BEGIN EXCERPT PROVIDED

Sun and colleagues17 acknowledge that their study, like others examining the health impact of temperature, has major limitations in exposure assessment. Thermoregulation of the human being involves multiple complex physiological mechanisms.18 While ambient air temperature is a key determinant, its interplay with behavioural, lifestyle-related and socioeconomic factors is equally important. For example, apparent temperature, which is the temperature perceived by the body, takes into account wind speed and relative humidity. Thus, the physical environment (eg, sheltered or exposed) where an individual is may affect how he/she reacts (eg, switching on air-conditioning or heater, adjusting physical activity level), which may ultimately alter his/her personal exposure level. In elderly populations such as the one studied by Sun and colleagues,17 it is not uncommon that they tend to be housebound (or institutionalised) due to frailty and multimorbidities (in this study, 53% took regular medication at baseline). Urban heat island effect, characterised by higher temperatures in cities compared with their neighbouring rural areas, is particularly relevant to Hong Kong due to its extremely high density of high rises in a number of small pockets of built-up areas.19 Local-scale or microclimate urban heat islands can develop within neighbourhoods and street canyons as a result of human of activities and topography. Vertical living in Hong Kong also introduces another layer of complexity—elevation. Nevertheless, many of the weather monitoring stations, from which ambient air temperature data in the study by Sun et al 17 were derived, are housed in parks and open spaces,20 such that underestimation of urban temperatures, especially within residential high rise communities, is likely.21 Exposure misclassification will remain to be a major challenge unless future studies are able to take advantage of technology (eg, temperature sensing module to be used with smart phone, smart thermostat) to collect real-time personal temperature data in the big data era.

END EXCERPT PROVIDED
BEGIN DATA UNDER STUDY

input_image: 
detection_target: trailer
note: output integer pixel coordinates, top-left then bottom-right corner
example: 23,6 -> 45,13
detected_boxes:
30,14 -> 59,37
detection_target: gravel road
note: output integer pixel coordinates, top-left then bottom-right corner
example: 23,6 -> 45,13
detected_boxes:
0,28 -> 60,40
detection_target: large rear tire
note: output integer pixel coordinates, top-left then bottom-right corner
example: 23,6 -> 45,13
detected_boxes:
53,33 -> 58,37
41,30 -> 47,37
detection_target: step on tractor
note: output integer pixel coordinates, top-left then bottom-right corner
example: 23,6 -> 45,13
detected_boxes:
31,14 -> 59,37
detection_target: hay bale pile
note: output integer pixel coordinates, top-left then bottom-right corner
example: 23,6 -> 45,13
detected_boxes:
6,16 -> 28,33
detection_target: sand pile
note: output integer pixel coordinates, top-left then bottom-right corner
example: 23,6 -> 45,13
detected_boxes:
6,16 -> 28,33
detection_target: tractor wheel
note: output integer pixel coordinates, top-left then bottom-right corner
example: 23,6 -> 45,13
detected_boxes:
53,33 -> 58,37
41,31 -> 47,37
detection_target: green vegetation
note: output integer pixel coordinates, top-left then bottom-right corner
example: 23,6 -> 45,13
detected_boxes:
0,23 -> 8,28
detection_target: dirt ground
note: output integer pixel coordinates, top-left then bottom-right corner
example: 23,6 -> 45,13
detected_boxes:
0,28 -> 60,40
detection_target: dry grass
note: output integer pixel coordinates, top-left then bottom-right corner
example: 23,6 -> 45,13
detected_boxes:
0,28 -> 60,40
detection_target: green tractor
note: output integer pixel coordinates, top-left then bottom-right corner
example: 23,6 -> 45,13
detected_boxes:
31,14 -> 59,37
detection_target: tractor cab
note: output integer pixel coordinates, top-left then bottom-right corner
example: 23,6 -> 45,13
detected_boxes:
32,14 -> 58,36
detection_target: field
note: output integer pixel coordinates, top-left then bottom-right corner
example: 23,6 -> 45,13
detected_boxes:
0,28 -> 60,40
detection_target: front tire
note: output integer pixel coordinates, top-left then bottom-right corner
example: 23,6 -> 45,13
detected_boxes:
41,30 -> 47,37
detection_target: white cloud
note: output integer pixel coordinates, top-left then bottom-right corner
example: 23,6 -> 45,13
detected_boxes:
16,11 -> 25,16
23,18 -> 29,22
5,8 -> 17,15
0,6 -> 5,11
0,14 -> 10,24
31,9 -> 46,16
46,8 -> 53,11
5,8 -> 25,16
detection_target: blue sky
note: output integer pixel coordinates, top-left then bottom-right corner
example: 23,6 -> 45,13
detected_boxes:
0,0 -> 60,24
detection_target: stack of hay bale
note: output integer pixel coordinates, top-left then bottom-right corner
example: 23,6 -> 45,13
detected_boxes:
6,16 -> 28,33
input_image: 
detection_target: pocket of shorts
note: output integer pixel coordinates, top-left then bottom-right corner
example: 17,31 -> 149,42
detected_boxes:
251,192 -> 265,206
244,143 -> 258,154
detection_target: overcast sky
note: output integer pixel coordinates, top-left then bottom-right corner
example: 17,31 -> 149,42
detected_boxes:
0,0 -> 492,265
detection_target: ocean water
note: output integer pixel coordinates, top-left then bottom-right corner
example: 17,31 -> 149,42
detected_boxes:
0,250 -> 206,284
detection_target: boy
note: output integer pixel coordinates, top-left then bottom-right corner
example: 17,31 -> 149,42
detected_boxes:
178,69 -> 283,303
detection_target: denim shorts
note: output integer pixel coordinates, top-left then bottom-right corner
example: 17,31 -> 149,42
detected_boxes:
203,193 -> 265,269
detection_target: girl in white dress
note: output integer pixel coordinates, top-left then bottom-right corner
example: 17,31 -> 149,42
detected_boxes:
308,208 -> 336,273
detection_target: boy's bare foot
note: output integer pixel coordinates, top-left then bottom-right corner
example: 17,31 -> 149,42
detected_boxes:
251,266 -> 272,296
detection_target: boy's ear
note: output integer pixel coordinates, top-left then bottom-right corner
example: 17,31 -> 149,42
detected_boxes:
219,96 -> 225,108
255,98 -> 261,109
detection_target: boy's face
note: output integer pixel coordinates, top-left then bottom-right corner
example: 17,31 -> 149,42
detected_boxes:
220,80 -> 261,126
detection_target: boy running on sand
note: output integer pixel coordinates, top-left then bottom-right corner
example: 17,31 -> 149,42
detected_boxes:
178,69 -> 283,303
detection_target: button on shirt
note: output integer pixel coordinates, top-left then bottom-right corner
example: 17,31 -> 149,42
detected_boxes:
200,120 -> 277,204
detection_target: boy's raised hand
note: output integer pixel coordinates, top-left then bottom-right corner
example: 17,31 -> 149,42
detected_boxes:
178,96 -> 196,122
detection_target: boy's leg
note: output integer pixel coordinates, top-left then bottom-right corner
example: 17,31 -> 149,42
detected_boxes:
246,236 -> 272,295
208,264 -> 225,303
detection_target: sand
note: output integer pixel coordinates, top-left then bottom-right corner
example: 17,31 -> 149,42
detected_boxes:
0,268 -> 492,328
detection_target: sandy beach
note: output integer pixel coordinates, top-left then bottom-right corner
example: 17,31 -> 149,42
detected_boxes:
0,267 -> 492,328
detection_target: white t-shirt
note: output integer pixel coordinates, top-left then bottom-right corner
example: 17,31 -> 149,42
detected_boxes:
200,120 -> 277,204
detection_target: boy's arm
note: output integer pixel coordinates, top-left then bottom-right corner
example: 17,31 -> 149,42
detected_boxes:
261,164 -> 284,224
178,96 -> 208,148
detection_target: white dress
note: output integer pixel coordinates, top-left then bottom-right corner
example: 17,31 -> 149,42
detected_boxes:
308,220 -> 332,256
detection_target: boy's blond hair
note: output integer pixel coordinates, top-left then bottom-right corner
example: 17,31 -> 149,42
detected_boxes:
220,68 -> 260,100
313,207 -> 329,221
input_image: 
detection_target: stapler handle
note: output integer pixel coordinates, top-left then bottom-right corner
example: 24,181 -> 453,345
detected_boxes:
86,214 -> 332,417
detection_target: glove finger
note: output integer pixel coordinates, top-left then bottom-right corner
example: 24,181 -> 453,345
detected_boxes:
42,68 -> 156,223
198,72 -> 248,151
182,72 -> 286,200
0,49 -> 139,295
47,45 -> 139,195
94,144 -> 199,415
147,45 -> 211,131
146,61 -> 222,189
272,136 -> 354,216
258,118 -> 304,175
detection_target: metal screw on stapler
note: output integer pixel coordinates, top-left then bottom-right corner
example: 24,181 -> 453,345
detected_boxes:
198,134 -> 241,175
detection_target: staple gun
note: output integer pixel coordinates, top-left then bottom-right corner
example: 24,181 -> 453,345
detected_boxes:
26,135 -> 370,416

END DATA UNDER STUDY
BEGIN DATA UNDER STUDY

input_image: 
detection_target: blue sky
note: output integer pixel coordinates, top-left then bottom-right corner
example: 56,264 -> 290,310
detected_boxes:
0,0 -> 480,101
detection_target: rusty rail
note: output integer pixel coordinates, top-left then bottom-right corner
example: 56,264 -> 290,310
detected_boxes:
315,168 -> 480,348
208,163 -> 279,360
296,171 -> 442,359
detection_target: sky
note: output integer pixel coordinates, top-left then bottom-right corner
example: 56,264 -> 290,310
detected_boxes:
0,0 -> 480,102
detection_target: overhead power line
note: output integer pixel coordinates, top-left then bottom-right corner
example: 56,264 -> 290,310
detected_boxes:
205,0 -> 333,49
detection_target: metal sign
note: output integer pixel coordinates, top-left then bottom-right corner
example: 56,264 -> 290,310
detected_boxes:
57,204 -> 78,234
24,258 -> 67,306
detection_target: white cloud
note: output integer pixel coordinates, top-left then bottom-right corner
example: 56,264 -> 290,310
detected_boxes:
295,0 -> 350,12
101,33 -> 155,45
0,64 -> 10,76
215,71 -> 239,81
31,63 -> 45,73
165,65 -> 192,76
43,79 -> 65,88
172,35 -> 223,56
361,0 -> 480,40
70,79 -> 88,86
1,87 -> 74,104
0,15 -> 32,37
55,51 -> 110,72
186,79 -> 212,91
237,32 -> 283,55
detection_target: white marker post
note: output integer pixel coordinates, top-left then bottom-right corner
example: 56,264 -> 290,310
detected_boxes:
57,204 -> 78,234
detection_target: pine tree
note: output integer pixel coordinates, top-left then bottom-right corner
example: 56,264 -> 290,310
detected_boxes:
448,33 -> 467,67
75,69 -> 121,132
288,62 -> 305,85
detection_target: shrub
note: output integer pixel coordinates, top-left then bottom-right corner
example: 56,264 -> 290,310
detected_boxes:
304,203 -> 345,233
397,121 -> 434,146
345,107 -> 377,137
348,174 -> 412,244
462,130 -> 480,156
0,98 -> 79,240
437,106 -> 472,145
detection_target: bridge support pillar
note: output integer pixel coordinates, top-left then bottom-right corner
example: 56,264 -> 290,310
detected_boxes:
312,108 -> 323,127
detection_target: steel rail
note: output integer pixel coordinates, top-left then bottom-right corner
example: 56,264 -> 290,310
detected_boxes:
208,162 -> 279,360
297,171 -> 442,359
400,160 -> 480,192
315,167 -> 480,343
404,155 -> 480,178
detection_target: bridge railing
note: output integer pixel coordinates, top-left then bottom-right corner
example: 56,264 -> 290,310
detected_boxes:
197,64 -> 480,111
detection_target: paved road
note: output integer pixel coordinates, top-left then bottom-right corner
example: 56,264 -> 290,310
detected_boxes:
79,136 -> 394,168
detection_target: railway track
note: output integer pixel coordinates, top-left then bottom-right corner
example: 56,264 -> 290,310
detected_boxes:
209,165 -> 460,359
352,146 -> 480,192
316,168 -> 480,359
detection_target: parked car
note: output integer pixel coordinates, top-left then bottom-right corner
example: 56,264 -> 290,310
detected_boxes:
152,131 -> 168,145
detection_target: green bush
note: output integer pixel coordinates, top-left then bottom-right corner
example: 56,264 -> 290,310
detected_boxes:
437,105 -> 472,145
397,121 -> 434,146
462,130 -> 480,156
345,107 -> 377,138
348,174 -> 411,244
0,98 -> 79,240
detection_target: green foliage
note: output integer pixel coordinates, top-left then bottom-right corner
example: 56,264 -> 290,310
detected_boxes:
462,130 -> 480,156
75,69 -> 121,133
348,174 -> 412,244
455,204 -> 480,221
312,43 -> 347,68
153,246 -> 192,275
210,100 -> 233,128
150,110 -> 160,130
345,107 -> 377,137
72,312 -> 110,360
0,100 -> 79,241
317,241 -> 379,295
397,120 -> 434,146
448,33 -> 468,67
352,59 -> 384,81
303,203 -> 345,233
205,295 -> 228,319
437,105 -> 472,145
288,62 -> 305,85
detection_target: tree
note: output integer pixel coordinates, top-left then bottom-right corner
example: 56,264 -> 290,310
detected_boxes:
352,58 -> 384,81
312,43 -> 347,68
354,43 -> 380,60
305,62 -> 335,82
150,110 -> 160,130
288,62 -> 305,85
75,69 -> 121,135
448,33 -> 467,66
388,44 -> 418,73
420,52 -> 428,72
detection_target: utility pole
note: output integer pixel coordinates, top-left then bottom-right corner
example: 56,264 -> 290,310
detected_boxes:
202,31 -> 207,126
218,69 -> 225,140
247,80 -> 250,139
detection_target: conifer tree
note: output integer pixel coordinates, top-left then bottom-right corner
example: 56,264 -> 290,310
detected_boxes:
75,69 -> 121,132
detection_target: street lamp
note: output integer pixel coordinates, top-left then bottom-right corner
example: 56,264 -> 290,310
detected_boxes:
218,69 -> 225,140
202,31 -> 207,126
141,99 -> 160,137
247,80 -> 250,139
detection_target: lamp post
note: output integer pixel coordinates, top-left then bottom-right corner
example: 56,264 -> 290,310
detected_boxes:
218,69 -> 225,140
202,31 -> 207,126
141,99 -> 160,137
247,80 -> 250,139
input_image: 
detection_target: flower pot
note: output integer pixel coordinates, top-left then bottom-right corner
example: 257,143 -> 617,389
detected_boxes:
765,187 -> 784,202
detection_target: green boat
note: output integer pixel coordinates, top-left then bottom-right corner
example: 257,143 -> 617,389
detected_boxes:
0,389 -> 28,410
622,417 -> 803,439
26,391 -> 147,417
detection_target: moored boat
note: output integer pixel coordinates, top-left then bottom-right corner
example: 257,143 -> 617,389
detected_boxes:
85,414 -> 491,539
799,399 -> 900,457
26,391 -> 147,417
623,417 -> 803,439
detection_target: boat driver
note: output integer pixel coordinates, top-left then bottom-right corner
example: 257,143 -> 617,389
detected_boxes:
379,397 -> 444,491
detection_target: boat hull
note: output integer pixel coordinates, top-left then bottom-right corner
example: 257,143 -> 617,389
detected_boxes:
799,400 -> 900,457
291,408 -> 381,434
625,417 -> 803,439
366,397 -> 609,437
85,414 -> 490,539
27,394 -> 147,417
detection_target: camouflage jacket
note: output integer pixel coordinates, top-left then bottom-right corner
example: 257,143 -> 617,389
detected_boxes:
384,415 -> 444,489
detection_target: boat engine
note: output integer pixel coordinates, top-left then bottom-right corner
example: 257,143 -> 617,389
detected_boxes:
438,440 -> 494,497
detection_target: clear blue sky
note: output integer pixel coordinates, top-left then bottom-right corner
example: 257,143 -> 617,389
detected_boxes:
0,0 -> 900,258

END DATA UNDER STUDY

[WORK ORDER 1]
Answer these questions from the passage on temperature exposure assessment:
(a) What percentage of participants in the study by Sun and colleagues took regular medication at baseline?
(b) Where are many of the weather monitoring stations that supplied the ambient air temperature data housed?
(c) Which two factors does apparent temperature take into account?
[WORK ORDER 2] Carry on the passage on temperature exposure assessment from the point at which it ends.
The records have no connection to the passage on temperature exposure assessment.

[EXERCISE ANSWER 1]
(a) 53%
(b) In parks and open spaces
(c) Wind speed and relative humidity

[EXERCISE ANSWER 2]
Another question remains: what does seasonal temperature variability actually mean? In the current definition, it is simply the SD of all mean daily temperatures within the specified season. It condenses direction (lower to higher temperature or vice versa), rate (how long it takes to reach higher/lower temperature and the cumulative gain/loss) and frequency (and stability) of fluctuations (say low-high-low-high or low-low-high-high) all into one single index. So, which is more relevant to lung health, stable (sustained cold/hot temperature) or fluctuating temperatures? The study by Sun et al 17 does not seem to give the answer, although the estimated effect of temperature variability on hospitalisation is independent of yearly mean temperature.

Readers have to be careful in interpreting the study. The endpoint chosen is the first occurrence of emergency admission after enrolment, rather than first ever pneumonia or COPD hospitalisation as the word ‘incident’ might often be interpreted. In this study as many as 62% (1896 (from table 3)/3075 (from table 2), assuming self-report was complete and asthma prevalence was negligible) of the COPD cases were diagnosed after baseline. As COPD is often insidious and may take many years before it is diagnosed, especially in this cohort where female smoking is less common (88% never smokers),22 it is possible that individuals with newly diagnosed COPD were not aware of their condition and had not received proper management and would be hit harder by temperature variability (modest attenuation of HR estimate in the sensitivity analysis when excluding self-reported COPD/asthma). This perhaps further highlights the importance of self-adjustment and adaptation, which have been mostly ignored (or unable to be accounted for) in the analyses so far.

For now, while we are still contemplating whether wintertime temperature variability is a proxy indicator of (or enabling factor for) respiratory infection-related hospitalisations, we should start to consider what advice and support should be given to the vulnerable populations and whether our current built environment may withstand the test of climate change.